> Selected extract:
Archiving Generates Delete Events Causing CDC Link Delays

This topic has been translated from a Chinese forum by GPT and might contain errors.

Original topic: 归档产生delete事件导致cdc链路延迟

| username: bbhy135258

On January 18, 2024, at 20:10, several tables in TiDB were archived. During the archiving process, CDC experienced delays. The CDC link delay was resolved only after the archiving stopped and the delayed consumption was completed.

[TiDB Version] V6.1.5
[Impact of the Bug]
Every day at midnight, the previous day’s data synchronized to Kafka via CDC is processed. If there is a delay at midnight, it will affect the report data for that day. The CDC delay causes incomplete consumption of the day’s data after midnight.

[Expected Behavior]
During archiving, CDC performance should be able to handle the volume of data generated by deletions.

[Additional Background Information or Screenshots]
Archive log screenshot:

CDC delay Grafana screenshot 1:

CDC delay Grafana screenshot 2:

CDC delay Grafana screenshot 3:

CDC delay Grafana screenshot 4:

| username: zhanggame1 | Original post link

Is archiving the process of deleting part of the original table’s data and inserting it into a historical table, all within the same database?

> Dataset extract:

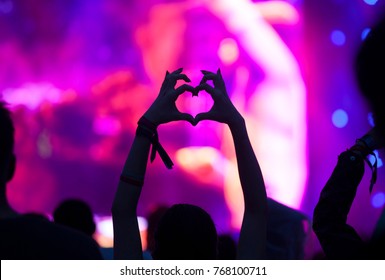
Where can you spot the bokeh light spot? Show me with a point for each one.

--

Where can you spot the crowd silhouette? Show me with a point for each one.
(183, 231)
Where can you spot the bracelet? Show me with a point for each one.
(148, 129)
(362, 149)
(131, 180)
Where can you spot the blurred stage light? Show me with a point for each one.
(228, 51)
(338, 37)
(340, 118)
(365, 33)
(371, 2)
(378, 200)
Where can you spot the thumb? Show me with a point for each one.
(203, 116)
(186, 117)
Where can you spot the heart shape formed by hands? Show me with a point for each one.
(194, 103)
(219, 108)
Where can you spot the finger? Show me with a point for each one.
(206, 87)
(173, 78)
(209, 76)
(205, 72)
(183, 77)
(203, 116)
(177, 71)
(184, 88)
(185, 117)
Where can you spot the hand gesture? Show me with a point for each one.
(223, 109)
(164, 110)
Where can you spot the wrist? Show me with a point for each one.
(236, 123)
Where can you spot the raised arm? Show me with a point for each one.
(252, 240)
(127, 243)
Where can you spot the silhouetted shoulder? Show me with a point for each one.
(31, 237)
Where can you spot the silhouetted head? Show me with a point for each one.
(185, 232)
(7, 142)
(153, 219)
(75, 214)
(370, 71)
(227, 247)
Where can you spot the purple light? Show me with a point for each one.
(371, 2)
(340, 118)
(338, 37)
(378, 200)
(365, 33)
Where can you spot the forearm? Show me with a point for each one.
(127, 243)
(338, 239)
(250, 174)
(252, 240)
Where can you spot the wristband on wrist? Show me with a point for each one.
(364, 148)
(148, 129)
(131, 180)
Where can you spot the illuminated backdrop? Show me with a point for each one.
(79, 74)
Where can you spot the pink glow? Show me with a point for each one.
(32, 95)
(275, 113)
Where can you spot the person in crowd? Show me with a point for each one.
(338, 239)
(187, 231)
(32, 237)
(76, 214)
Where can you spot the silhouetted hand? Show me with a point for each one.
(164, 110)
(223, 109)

--

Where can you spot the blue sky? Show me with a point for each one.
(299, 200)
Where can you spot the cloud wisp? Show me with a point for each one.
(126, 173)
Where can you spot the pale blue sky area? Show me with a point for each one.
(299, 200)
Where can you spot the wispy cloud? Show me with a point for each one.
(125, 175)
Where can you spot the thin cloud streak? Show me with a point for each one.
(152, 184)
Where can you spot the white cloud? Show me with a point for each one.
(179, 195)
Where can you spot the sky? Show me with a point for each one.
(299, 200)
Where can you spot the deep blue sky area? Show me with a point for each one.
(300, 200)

> Activity list:
a. From the thread on CDC link delays, quote the part that opens with the words containing "Original topic: 归档产生delete事件导致cdc链路延迟" and closes with "generated by deletions.".
b. According to the thread on CDC link delays, which TiDB version was in use?
None of the rows above is needed here.

> Answers to the problems:
a.
Original topic: 归档产生delete事件导致cdc链路延迟

| username: bbhy135258

On January 18, 2024, at 20:10, several tables in TiDB were archived. During the archiving process, CDC experienced delays. The CDC link delay was resolved only after the archiving stopped and the delayed consumption was completed.

[TiDB Version] V6.1.5
[Impact of the Bug]
Every day at midnight, the previous day’s data synchronized to Kafka via CDC is processed. If there is a delay at midnight, it will affect the report data for that day. The CDC delay causes incomplete consumption of the day’s data after midnight.

[Expected Behavior]
During archiving, CDC performance should be able to handle the volume of data generated by deletions.

b. V6.1.5